## Page excerpt
------------------------
Iowa volleyball senior Brie Orr was supposed to spend her summer on a competition trip to Peru and Brazil, which was canceled due to COVID-19. Instead, she stayed in Iowa City to work at a local golf course, only to learn she had been in close contact with someone who tested positive for COVID-19. She quarantined for two weeks.
For Orr, it was just the start of the bad news. In August, just weeks before the start of the volleyball season, the Big Ten announced it was postponing all fall athletics competitions due to health and safety concerns amid the pandemic. Iowa also discontinued four sports programs due to the budget shortfall.
"With everything going on, I just want my team to be safe," says Orr, who's from Eagan, Minnesota. "I know that this might be my last year, but our health is our top priority."
While fall student-athletes held out hope that their seasons could be played later and continued to practice as the semester began, the reality is that their year is at the mercy of COVID-19. Student-athletes using on-campus facilities are required to have their temperatures taken daily and fill out short health questionnaires. They also maintain consistent social groups—immediate family, teammates, and close friends—and if they leave that social group, they are required to self-quarantine for seven days and retest.
Highly ranked Iowa wrestler Michael Kemerer (19BBA) is among the many student-athletes following these precautions with hopes of competing this winter. Kemerer, who trained this summer in Iowa City, received an additional year of eligibility from the NCAA when his previous season was cut short after winning the Big Ten Championship. "It's unfortunate that we could not finish last year, but my teammates and I have been excited to pick up where we left off," says Kemerer, a three-time All-American. "We are focused on being even better than last season, training at a high level, and continuing to improve."
------------------------
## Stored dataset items
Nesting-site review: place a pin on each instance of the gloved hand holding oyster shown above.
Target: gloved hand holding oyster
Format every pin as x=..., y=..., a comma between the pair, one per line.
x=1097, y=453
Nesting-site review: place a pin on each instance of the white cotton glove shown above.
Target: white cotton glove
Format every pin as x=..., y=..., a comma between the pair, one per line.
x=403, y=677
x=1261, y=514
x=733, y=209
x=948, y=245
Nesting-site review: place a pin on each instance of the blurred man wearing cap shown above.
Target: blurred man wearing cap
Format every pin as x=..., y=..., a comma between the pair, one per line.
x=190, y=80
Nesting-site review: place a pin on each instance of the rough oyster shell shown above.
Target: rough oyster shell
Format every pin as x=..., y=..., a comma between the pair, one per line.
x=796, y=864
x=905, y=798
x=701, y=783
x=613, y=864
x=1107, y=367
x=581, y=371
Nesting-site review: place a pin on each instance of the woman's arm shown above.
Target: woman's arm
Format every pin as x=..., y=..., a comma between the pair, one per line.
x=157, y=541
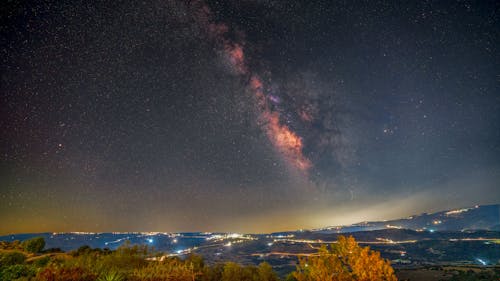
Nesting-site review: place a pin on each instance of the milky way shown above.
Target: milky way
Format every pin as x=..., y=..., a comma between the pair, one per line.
x=284, y=139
------------------------
## Task requirements
1. In the article on Iowa athletes and COVID-19, substitute "outbreak" for "pandemic" and write out the passage starting with "For Orr, it" and going on through "the budget shortfall.".
2. Continue the article on Iowa athletes and COVID-19 from the point where it stops.

## Task answers
1.
For Orr, it was just the start of the bad news. In August, just weeks before the start of the volleyball season, the Big Ten announced it was postponing all fall athletics competitions due to health and safety concerns amid the outbreak. Iowa also discontinued four sports programs due to the budget shortfall.

2.
Like Kemerer, Iowa men's golfer Alex Schaake (20BS) is one of more than 35 Hawkeye student-athletes taking advantage of the extra year of NCAA eligibility. Schaake's golf season was called off after three spring tournaments, but unlike other sports, he was able to compete throughout the summer. He qualified to play alongside his brother, former Iowa golfer Carson Schaake (17BA), in a July tournament on the Korn Ferry Tour—the PGA Tour's developmental league—and finished tied for 58th. "I've been working really hard toward the goal of being one of the best seniors in the nation," says Alex Schaake, the reigning Big Ten Men's Golfer of the Year. "As a team, we'd love to win a few events and get to regionals and nationals. I never thought I would have this opportunity again—to have a mulligan on last season—so I want to make the most of it."
In the wake of the fall postponements, Henry B. and Patricia B. Tippie Director of Athletics Chair Gary Barta said the care and support of student-athletes was his top priority. "They have overcome a number of obstacles associated with this virus and handled the uncertainties with undeniable resolve," says Barta. "We will continue to work together and move forward."